THE PROBLEM >>
From the line with "class is yellow" to the last line of the data below, repeat every line exactly and add nothing.

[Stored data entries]

'''

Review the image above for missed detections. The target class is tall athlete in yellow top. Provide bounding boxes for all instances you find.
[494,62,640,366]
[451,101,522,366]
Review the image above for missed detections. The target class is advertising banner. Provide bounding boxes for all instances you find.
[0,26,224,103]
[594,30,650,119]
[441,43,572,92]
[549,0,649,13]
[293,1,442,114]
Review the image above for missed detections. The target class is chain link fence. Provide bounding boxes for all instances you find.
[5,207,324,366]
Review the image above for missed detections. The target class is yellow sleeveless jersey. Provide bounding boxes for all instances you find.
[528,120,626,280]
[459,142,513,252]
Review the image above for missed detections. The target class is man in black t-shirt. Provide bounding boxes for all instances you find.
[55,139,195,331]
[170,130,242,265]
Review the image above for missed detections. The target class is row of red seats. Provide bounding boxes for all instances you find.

'''

ANSWER BOX >>
Review the image above for missed detections. The target class is yellow sleeveless jersey. Provide bounding boxes for all instances you find.
[528,120,626,280]
[459,142,513,252]
Review the image above for missed detections. The target class is man in black t-shirt. Provide bounding boxes for all instances you find.
[55,139,195,331]
[170,130,242,265]
Review the image above for missed detections. The target class is row of red seats. Provide bounding boxes for all instances you find.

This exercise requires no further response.